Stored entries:
──────────────────────────────
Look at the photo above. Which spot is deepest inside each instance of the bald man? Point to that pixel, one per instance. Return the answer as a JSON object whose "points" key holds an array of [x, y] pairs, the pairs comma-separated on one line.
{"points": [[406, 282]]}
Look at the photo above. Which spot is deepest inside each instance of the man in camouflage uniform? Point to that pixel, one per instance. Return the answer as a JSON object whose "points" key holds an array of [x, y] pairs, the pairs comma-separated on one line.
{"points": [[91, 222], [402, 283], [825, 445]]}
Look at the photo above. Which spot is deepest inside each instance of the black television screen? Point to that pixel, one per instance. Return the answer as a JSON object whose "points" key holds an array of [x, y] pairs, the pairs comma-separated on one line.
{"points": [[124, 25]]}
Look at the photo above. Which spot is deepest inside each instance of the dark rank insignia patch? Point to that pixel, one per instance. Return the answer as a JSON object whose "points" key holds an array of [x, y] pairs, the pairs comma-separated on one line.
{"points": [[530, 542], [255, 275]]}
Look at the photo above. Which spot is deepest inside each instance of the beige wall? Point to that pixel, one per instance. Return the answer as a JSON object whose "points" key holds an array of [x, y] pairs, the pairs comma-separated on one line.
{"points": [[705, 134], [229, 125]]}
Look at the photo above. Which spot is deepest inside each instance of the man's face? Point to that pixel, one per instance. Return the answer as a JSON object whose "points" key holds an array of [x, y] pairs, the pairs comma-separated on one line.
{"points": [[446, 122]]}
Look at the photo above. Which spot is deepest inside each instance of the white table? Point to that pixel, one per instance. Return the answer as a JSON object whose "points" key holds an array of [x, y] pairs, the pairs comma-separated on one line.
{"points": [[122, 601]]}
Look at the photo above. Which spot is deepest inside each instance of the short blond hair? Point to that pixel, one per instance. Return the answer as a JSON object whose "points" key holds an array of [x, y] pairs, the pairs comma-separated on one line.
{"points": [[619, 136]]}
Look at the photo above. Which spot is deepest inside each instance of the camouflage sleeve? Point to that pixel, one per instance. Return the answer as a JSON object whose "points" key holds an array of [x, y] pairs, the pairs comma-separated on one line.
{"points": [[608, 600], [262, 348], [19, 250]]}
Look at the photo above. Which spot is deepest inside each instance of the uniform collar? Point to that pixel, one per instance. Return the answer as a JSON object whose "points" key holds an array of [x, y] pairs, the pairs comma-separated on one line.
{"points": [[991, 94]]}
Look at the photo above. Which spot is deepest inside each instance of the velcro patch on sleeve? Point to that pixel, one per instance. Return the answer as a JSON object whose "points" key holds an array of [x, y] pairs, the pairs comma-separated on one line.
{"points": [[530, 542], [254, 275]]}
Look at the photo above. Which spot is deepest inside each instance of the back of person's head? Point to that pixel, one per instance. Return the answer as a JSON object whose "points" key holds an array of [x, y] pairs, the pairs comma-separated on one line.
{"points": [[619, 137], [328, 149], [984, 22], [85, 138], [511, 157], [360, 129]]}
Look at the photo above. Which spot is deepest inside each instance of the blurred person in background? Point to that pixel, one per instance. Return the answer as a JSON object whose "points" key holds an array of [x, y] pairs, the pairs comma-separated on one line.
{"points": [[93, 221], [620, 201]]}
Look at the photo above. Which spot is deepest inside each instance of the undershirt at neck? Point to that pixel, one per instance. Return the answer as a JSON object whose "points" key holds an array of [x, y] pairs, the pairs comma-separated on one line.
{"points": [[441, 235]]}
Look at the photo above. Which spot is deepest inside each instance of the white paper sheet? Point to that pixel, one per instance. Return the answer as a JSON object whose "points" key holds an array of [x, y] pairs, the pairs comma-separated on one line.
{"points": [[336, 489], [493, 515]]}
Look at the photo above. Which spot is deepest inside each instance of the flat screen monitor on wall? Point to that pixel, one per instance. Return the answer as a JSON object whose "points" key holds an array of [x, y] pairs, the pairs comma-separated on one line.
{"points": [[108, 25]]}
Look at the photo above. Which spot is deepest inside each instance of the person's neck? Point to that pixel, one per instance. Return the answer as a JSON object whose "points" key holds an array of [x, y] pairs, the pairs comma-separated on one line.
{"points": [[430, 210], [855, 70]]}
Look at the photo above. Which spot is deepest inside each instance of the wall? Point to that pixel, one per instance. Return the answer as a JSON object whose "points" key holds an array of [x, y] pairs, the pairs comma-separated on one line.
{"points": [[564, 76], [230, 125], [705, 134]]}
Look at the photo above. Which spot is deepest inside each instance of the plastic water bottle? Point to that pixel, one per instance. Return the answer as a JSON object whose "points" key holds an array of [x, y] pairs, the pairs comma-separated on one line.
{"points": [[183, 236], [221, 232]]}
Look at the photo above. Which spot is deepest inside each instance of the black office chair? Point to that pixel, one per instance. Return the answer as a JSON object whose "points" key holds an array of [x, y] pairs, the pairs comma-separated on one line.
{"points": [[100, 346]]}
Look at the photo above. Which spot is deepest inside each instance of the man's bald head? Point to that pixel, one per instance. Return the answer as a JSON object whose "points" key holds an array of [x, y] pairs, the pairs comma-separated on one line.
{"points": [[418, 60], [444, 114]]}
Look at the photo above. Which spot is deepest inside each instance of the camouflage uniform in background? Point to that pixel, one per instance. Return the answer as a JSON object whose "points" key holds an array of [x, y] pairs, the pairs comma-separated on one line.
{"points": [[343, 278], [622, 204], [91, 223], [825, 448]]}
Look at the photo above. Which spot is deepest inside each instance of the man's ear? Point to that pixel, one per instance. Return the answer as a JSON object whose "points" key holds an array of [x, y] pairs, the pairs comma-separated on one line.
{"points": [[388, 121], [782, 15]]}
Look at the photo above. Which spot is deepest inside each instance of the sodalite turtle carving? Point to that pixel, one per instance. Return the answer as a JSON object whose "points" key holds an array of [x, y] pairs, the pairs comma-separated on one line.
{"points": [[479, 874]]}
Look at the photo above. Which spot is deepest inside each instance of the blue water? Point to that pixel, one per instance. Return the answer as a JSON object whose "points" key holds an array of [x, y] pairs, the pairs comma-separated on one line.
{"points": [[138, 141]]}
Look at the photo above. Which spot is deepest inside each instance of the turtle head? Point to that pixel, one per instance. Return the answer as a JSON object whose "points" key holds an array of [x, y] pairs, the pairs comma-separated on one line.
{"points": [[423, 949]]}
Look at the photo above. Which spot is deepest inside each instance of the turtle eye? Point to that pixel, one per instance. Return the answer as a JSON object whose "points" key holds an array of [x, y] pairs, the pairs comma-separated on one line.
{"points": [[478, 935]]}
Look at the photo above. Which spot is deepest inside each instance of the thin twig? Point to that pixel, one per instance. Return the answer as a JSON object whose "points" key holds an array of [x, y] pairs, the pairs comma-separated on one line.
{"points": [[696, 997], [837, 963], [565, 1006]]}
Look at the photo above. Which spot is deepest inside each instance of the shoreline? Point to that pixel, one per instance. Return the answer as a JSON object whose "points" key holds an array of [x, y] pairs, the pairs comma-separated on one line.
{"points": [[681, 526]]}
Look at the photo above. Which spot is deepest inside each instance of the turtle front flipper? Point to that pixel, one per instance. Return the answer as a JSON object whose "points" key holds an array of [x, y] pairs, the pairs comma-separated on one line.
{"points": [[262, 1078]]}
──────────────────────────────
Repeat every record, exactly as written.

Look at the photo above. Which spot is deepest inside each instance of the bald man? Point to that pixel, one per instance. Return the answer as a JSON object whose "points" key holds an array of [x, y] pairs, the pairs comma-separated on one line.
{"points": [[406, 282]]}
Look at the photo above. Which spot is deepest inside each instance of the man in camouflage uniform? Point to that pixel, one per instance. Return the answer as a JSON object whose "points" key holds an array of [x, y] pairs, the pairs comma-separated on one line.
{"points": [[91, 222], [402, 283], [825, 445]]}
Look at the photo above. Which spot is deepest inside each instance of the black television screen? Point to that pixel, one per instance. Return the answer as a JSON object whose "points" key holds an array of [x, y] pairs, the pairs comma-separated on one line.
{"points": [[124, 25]]}
Look at the photo above. Which spot is deepest inside each instance of the dark rank insignia patch? Point to that pixel, one per instance. Return the answer as a JSON object whose "points" key holds an array of [x, y] pairs, the pairs comma-separated on one line.
{"points": [[530, 542], [255, 275]]}
Look at the photo above. Which spot is deepest inside each instance of the beige wall? Point to that pixel, one per instance. Return the answer as a JSON object whose "points" key holds an array of [x, y] pairs, the pairs comma-separated on one line.
{"points": [[705, 134], [229, 125]]}
Look at the photo above. Which spot is deepest inside each instance of the man's face? Point to that pixel, one per instance. Return the answer as a JSON object whose "points" key holds an array of [x, y] pairs, the pairs comma-separated on one line.
{"points": [[446, 122]]}
Look at the photo above. Which spot is deepest inside each instance of the white table? Point to that pixel, one per instance. Return the answer as a JSON object whose "points" key holds an array of [x, y] pairs, the pairs comma-separated on one line.
{"points": [[122, 601]]}
Look at the photo above. Which spot is deepest inside each instance of the short blond hair? Point to that pixel, one per instance. Return the answer as a JSON object whose "points" key holds an array of [x, y] pairs, the pairs comma-separated on one line.
{"points": [[619, 136]]}
Look at the photo above. Which spot is deepest inside each instance of the camouflage sleeve? Point to that pixel, one per instance. Return the answer as a JSON object whose "points" key holds an array of [x, y] pairs, the pairs comma-separated on one line.
{"points": [[608, 600], [262, 348], [19, 250]]}
Look at the photo above. Which spot is deepest inside each instance of the uniform collar? Point to that pixel, one per instance. Return the answer as a JSON object whose "points" key holds an array of [x, y] pairs, the pairs comma-separated on one line.
{"points": [[991, 94]]}
Look at the photo above. Which spot is deepest inside each instance of the velcro patch on sleeve? Point to that pixel, one per instance. Return the answer as a JSON object whose "points" key holds an array of [x, y] pairs, the pairs comma-separated on one line.
{"points": [[530, 542], [254, 275]]}
Look at the photo above. Which spot is deepest inside each instance of the back of person's head? Point to that pixel, one per instance. Return the answer as a JSON object whose "points" key holds an array of [x, y] pairs, the pairs comma-separated on one line.
{"points": [[619, 137], [328, 149], [984, 22], [85, 138], [511, 157], [360, 129]]}
Look at the photo above. Which spot is deepest inside each instance of the blurred person in background? Point to that pixel, one per instance. Return the answer as a JSON object whose "points" key holds an array of [x, y] pairs, the pairs comma-separated on one line.
{"points": [[93, 221], [620, 201]]}
Look at the photo above. Which spot is deepest inside each instance of the undershirt at neck? Point to that pixel, one per instance. Return the answer as a JSON object whose "points" key holds an array of [x, y] pairs, the pairs comma-separated on one line.
{"points": [[441, 235]]}
Look at the photo above. Which spot is deepest inside each instance of the white paper sheet? Point to that pixel, one per instance. Return the answer as a JSON object whose "points" key holds an array of [x, y] pairs, the pairs comma-separated on one line.
{"points": [[336, 489], [493, 515]]}
Look at the photo above. Which spot is deepest inside each instance of the flat screen monitor on wall? Point to that pixel, one per instance. Return the answer as a JSON object whose "points" key holds an array of [x, y] pairs, the pairs comma-separated on one line.
{"points": [[108, 25]]}
Look at the photo above. Which spot is deepest inside each instance of the person's neck? Point to that pixel, one per instance. Return the answer as a JSON object whose "points" key holds an array of [x, y] pairs, the pairs comma-separated on one line.
{"points": [[430, 210], [855, 70]]}
Look at the photo above. Which spot is deepest inside each instance of the wall? Point to that pixel, one per instance. Return the answer as a JSON object whose "points" key holds an array of [x, y] pairs, the pairs comma-separated on one line.
{"points": [[564, 76], [230, 125], [705, 134]]}
Look at the photo above. Which spot is deepest inside each instance of the plastic water bottle? Point to that pixel, one per instance. Return the answer as a JSON object whose "points" key holds an array of [x, y] pairs, the pairs comma-separated on one line.
{"points": [[183, 236], [221, 232]]}
Look at the photo above. Which spot is deepest inside each instance of the black office chair? Point to that pixel, one per instance. Return the answer as a JSON object whose "points" key holds an array of [x, y] pairs, the pairs comma-separated on one line.
{"points": [[100, 346]]}
Look at the photo above. Which spot is deepest inside each instance of the man's bald head? Point to that pixel, one per instance. Return the answer as a JSON object whose "points" key holds an array of [x, y] pairs, the pairs comma-separated on one line.
{"points": [[418, 60], [444, 114]]}
Look at the photo above. Which spot is deepest inside each instance of the camouflage uniform in background? Point to that pixel, one per instance. Return the answer as a JSON object whose "points" key holds an array of [x, y] pairs, the pairs comma-separated on one line.
{"points": [[343, 278], [622, 204], [91, 223], [825, 448]]}
Look at the photo above. Which spot is deepest inside each instance of the man's ear? Point to that pixel, one per instance. Return the answer as a JSON object whose "points" key holds an array of [x, y] pairs, the pairs comma-separated on one line.
{"points": [[388, 121], [782, 15]]}
Look at the photo above. Which spot is deepest inside each instance of the sodalite turtle carving? Point to that pixel, one per instance. Return the answer as a JSON object whose "points" key holds an array of [x, y] pairs, the pairs comma-separated on one line.
{"points": [[479, 874]]}
Look at the photo above. Which spot is deepest inside each instance of the blue water? Point to that pixel, one per instance. Return the answer as a JSON object whose "points" key holds an array of [x, y] pairs, the pairs comma-separated on one line.
{"points": [[138, 141]]}
Look at the photo above. Which spot is deepest inside each instance of the turtle head? Point to that pixel, one per instance. Return the answer as a JSON object whose "points" key holds an array of [x, y] pairs, the pairs comma-separated on one line.
{"points": [[423, 949]]}
Look at the photo above. Which spot is deepest inside each instance of the turtle eye? Point to that pixel, one per instance. Return the answer as a JSON object whose "points" key holds an array of [x, y] pairs, the pairs comma-separated on one line.
{"points": [[478, 935]]}
Look at the photo above. Which spot is deepest inside each instance of the thin twig? Point to that pixel, one per instance. Return the answer as a JSON object whose "points" key holds an array of [x, y] pairs, the pairs comma-separated on one line.
{"points": [[696, 997], [837, 963], [565, 1006]]}
Look at the photo above. Which spot is deepest inside each instance of the shoreline? Point to that pixel, one per instance. Return the answer as a JSON object whose "points" key holds an array of [x, y] pairs, the pairs comma-separated on one line.
{"points": [[681, 526]]}
Look at the photo above. Which spot is deepest inside each instance of the turtle front flipper? Point to that pixel, one per instance. Return the answer as a JSON object whose "points" key holds an array of [x, y] pairs, the pairs comma-separated on one line.
{"points": [[262, 1078]]}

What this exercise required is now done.